### ФРАГМЕНТ ДОКУМЕНТА
Наступила весна 1891 года, и у Лоуэлла теплилась радостная надежда на дальнейшую работу. Он не отбросил литературу лишь потому, что собрал свои сочинения в серию книг. Он намеревался писать еще, собрать воедино новые разрозненные статьи для тома и составить по крайней мере еще один сборник своих стихов. Между тем он читал — его книги были под рукой и оставались его неизменными друзьями. Он в четвертый раз перечитал «Жизнь Джонсона» Босвелла и прочел недавно опубликованный полный дневник Вальтера Скотта. Он пристрастился к чтению романов, что было для него новым увлечением, и забавлялся современным английским обществом в изображении Норриса. По предложению мистера Бартлетта, тот клуб виста, которому он был так предан, провел еще одну встречу, на которую он сумел выбраться. Но хотя он почти не мог выходить из дома, ему выпала возможность бросить приятный взгляд на мир, лежавший вокруг его жилища — самый ранний и самый близкий ему мир. В своем саду он велел поставить плоское блюдо с камнями и соединил его с водопроводной трубой, чтобы его маленькие друзья — дрозды, иволги и белки — могли беспрепятственно пользоваться благами цивилизации, к которым сам он был довольно равнодушен. Снаружи под окном его спальни свили гнездо пара серых белок, и поскольку он был прикован к постели постигшей его в то время болезнью, он с ласковым интересом наблюдал за их играми в верхушках деревьев. Друзья навещали его, насколько он мог их принимать, и он развлекал их юмористическими тирадами по поводу своего тюремщика-подагры. Время от времени он мог написать карандашом письмо или записку, отправив весточку какому-нибудь столь же прикованному к постели страдальцу, как когда-то, когда он сочувствовал своему старому другу судье Хоару, запертому из-за приступа воспалительного ревматизма, и причудливо предостерегал его от того, чтобы спутать его с подагрой, которую переносил сам он. Слабая улыбка блуждает по этим последним проявлениям его доброго нрава, когда он словно отмахивается от всего мира, чтобы взять за руку своих друзей. Смерть застала его бодрым, и он ушел из жизни посреди яркого лета.

[Фрагменты из набора данных]
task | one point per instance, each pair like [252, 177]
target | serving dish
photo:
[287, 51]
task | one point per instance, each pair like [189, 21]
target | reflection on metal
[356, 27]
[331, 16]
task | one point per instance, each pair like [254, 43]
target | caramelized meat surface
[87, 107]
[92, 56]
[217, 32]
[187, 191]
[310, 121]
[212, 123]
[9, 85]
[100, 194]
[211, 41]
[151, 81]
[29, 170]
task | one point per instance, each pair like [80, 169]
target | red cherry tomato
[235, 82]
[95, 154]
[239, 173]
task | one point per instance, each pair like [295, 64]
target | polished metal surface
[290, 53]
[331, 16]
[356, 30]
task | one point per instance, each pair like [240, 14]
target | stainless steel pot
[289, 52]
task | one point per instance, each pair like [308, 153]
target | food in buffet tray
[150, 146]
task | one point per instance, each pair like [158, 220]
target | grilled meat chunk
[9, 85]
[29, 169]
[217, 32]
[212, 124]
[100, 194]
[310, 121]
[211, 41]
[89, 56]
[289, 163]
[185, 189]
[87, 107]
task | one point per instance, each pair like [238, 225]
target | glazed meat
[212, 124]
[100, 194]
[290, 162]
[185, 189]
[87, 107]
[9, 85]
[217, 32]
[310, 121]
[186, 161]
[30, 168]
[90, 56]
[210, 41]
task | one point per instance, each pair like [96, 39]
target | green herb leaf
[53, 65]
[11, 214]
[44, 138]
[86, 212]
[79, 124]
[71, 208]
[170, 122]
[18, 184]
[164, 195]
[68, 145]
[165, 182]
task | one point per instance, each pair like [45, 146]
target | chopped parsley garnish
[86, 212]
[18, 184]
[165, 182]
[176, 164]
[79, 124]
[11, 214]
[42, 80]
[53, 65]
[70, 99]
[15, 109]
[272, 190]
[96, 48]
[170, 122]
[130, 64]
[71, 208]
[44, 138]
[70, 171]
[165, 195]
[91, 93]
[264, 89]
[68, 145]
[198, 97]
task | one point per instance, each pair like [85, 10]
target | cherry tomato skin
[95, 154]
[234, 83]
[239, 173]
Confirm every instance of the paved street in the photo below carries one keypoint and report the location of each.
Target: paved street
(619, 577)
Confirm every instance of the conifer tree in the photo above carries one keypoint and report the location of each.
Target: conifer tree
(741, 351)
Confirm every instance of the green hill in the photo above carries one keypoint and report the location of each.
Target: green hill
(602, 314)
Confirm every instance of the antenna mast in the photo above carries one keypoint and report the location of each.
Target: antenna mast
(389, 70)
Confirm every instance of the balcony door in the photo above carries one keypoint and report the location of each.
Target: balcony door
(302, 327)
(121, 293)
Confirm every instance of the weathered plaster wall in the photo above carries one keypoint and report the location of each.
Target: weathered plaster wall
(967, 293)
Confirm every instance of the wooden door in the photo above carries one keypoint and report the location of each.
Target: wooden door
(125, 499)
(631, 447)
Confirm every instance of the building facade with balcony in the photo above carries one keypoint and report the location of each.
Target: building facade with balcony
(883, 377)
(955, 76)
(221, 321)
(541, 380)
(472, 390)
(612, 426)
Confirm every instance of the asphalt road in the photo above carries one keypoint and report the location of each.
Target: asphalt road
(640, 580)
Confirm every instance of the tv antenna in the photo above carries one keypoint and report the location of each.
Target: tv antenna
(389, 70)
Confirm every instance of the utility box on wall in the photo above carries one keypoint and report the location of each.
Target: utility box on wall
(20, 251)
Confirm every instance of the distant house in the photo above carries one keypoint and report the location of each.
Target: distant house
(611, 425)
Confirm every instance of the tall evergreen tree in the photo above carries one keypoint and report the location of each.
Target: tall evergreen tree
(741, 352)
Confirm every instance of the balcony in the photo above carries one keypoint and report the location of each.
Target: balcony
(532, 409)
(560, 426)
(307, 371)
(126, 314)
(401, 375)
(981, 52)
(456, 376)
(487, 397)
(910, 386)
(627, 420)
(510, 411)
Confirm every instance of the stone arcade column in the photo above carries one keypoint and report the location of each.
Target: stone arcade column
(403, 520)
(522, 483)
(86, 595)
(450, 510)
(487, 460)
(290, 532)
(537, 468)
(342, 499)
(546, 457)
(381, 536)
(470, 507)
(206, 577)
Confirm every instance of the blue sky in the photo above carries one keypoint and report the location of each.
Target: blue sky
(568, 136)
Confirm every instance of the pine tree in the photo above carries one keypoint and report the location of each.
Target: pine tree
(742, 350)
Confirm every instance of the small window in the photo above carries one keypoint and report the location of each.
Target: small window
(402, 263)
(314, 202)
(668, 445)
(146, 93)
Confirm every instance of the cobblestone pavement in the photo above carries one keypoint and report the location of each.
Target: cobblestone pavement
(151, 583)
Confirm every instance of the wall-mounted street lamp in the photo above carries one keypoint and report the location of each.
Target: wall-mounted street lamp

### ЗАДАНИЯ
- A) Соответствуют ли тексту о Лоуэлле эти утверждения: (i) весной 1891 года Лоуэлл пристрастился к чтению романов; (ii) под окном его спальни свила гнездо пара иволг; (iii) Лоуэлл умер зимой? На каждое ответьте «да» или «нет» и приведите точную цитату из текста, на которой основан ответ.
- B) Допишите текст о Лоуэлле, начиная сразу после его последнего предложения.

### ОТВЕТЫ
- A)
(i) Да: «Он пристрастился к чтению романов, что было для него новым увлечением».
(ii) Нет: «Снаружи под окном его спальни свили гнездо пара серых белок».
(iii) Нет: «он ушел из жизни посреди яркого лета».

- B)
ПРИЛОЖЕНИЕ

А. РОДОСЛОВНАЯ ЛОУЭЛЛОВ

I. По отцовской линии.

1. Первым американским предком массачусетских Лоуэллов был Персевал Лоуэлл [Perceval Lowell], чья фамилия также писалась как Лоул [Lowle], прибывший из Сомерсетшира, Англия, в 1639 году в возрасте 68 лет и бывший одним из первых поселенцев Ньюбери, шт. Массачусетс, получившего статус города в 1642 году. Он написал стихотворение на смерть губернатора Уинтропа и скончался в Ньюбери 8 января [1664/5].

2. Персевал Лоуэлл привез с собой в Америку двух сыновей, Джона и Ричарда, и дочь Джоан. Джон, старший брат, получил статус свободного гражданина [Freeman] в 1641 году; он был депутатом от Ньюбери в Генеральном суде в 1643–1644 годах. Он умер в Ньюбери в 1647 году в возрасте 52 лет.

3. Его сын Джон родился в Англии и прибыл в Америку в десятилетнем возрасте с отцом и дедом. По профессии он был бондарем и обосновался сначала в Бостоне, а затем в Скитуэте. Он был женат трижды, в третий раз на Наоми Силвестр, сестре своей второй жены; позже он переехал в Рехобот, шт. Массачусетс, но в конце концов вернулся в Бостон, где и умер 7 июня 1694 года. Всего у него было девятнадцать детей.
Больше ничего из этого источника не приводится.